* [EXTRACTED MATERIAL]:
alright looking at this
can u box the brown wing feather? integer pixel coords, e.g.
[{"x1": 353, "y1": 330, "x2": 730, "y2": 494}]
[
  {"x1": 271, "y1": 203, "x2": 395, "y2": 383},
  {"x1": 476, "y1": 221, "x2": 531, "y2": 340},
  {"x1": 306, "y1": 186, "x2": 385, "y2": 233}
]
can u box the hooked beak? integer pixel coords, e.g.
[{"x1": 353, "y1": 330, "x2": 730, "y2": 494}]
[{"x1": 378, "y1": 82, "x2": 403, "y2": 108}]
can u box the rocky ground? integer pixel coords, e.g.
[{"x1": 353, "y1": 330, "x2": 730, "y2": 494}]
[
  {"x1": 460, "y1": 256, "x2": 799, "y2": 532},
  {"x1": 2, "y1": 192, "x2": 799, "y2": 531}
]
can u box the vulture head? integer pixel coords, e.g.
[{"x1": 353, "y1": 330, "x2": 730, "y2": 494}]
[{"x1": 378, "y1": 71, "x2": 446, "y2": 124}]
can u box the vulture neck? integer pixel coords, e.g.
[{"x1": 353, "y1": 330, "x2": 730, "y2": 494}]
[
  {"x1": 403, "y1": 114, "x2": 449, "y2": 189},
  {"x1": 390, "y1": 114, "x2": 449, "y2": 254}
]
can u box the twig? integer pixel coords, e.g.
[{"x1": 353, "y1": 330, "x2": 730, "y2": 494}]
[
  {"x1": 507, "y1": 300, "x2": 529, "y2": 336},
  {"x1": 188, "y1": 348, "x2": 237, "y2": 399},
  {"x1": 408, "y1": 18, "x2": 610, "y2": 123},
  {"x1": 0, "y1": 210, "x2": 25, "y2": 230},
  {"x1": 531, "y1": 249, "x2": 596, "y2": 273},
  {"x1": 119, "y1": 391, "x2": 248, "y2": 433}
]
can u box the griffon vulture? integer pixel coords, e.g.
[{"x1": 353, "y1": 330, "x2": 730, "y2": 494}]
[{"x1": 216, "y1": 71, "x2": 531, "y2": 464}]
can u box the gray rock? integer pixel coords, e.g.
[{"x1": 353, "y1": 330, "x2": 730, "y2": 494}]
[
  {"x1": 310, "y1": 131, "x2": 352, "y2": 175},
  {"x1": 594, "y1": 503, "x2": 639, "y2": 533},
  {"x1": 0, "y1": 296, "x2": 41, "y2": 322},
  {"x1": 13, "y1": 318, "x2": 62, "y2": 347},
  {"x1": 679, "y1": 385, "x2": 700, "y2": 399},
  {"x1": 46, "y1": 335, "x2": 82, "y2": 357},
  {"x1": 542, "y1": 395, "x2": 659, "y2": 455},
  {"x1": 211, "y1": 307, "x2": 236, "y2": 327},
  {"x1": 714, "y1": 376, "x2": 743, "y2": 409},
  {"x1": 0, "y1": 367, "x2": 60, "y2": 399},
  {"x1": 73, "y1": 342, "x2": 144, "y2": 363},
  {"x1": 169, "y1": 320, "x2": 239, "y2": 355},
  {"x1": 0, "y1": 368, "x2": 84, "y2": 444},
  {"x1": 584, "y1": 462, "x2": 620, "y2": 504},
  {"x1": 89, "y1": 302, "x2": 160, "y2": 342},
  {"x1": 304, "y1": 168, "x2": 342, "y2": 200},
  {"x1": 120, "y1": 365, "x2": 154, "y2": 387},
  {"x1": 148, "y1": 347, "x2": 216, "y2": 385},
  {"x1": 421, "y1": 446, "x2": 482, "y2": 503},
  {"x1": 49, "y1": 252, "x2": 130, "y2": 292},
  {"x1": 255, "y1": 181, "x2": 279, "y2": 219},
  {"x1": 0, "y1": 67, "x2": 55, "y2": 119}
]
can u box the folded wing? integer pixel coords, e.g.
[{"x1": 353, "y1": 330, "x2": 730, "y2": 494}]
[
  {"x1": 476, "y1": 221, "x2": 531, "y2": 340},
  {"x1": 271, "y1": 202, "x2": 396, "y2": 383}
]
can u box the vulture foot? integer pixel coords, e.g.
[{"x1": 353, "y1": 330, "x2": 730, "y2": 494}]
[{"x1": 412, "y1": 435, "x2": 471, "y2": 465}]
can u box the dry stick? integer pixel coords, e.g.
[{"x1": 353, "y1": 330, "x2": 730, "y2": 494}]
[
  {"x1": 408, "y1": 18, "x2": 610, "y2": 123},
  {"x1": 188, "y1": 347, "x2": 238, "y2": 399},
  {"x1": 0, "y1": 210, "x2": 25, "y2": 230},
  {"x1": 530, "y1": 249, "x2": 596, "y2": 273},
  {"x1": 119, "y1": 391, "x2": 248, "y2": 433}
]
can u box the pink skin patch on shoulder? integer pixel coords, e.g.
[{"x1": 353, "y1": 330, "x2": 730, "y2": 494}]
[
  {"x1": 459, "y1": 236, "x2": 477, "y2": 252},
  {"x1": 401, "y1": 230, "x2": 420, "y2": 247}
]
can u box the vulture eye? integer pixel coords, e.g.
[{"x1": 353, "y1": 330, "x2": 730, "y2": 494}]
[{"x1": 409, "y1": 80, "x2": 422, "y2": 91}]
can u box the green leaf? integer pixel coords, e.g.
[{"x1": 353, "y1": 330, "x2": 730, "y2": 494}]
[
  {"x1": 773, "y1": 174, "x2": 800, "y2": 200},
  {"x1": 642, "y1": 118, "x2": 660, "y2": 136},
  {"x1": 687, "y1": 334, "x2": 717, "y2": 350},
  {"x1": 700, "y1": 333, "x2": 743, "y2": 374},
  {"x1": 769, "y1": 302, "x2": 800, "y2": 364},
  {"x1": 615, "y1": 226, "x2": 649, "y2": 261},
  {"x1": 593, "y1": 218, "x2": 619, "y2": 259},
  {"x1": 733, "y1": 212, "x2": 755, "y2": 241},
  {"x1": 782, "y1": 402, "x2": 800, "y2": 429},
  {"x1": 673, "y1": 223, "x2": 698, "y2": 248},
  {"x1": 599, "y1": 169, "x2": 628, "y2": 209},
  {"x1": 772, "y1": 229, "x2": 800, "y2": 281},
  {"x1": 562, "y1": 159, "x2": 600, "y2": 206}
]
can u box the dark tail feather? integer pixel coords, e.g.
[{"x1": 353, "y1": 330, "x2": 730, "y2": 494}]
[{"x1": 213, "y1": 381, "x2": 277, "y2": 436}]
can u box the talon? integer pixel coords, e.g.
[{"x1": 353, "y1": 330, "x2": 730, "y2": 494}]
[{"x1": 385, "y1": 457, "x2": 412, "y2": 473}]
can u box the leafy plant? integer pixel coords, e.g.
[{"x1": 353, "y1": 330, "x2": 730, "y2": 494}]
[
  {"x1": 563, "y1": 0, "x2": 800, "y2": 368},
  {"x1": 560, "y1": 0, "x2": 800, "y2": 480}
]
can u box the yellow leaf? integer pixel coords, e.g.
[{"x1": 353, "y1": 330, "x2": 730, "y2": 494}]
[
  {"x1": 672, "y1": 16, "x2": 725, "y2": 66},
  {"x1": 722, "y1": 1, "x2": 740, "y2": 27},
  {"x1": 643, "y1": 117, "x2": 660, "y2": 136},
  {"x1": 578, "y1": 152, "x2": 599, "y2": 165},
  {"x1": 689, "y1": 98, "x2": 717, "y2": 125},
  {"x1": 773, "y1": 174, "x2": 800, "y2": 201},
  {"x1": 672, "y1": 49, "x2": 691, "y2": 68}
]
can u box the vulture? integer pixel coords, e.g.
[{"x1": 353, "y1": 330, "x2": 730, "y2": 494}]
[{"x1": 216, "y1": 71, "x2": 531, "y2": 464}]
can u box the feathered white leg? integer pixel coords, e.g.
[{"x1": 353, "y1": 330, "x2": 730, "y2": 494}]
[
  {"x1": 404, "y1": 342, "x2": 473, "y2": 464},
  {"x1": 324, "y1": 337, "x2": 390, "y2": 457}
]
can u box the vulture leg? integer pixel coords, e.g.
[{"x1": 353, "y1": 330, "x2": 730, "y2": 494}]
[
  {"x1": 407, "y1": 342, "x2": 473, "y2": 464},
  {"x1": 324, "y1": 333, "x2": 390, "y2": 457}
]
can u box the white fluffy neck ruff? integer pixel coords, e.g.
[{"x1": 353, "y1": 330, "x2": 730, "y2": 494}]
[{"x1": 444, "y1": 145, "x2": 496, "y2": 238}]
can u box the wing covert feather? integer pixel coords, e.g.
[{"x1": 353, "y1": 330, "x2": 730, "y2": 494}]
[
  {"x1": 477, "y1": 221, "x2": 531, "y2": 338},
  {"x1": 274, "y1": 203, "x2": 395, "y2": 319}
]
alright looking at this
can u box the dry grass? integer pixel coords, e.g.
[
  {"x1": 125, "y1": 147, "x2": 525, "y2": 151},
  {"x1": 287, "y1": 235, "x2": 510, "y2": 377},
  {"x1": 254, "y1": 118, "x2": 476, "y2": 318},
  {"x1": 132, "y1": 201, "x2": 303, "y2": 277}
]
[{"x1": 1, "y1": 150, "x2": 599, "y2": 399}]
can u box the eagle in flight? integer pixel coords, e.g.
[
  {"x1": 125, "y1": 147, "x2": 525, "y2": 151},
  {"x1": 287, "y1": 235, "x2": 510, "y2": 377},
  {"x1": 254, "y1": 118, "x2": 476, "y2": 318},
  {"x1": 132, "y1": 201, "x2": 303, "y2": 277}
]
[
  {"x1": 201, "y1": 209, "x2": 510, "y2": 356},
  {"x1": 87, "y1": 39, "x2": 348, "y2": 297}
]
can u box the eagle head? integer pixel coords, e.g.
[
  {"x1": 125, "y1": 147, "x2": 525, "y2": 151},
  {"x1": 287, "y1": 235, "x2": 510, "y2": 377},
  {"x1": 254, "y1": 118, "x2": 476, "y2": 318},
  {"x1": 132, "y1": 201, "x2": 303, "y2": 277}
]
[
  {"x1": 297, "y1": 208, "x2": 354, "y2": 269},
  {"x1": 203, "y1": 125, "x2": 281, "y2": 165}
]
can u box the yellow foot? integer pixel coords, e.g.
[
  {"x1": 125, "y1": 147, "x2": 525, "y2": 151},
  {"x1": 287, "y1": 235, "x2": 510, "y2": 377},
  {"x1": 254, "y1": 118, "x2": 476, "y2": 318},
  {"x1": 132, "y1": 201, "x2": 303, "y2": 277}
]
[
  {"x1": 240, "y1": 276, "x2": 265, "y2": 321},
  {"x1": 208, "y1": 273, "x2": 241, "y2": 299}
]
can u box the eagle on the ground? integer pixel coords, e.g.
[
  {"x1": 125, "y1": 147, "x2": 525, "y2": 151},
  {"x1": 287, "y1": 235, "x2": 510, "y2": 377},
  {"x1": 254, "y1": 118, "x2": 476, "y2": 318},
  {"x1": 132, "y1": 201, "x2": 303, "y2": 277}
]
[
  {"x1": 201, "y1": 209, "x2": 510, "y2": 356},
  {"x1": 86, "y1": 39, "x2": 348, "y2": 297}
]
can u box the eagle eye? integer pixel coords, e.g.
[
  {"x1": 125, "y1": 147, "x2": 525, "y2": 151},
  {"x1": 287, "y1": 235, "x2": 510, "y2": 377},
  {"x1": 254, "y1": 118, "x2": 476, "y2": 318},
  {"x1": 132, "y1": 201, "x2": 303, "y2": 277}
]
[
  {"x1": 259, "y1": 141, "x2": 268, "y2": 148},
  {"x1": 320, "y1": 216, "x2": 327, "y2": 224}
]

* [PROBLEM TO SOLVE]: Among the entries, find each line that includes the string "yellow" and copy it.

* [TASK OUTPUT]:
can u box the yellow leaf? integer pixel coords, e.g.
can u box the yellow foot? integer pixel coords, e.g.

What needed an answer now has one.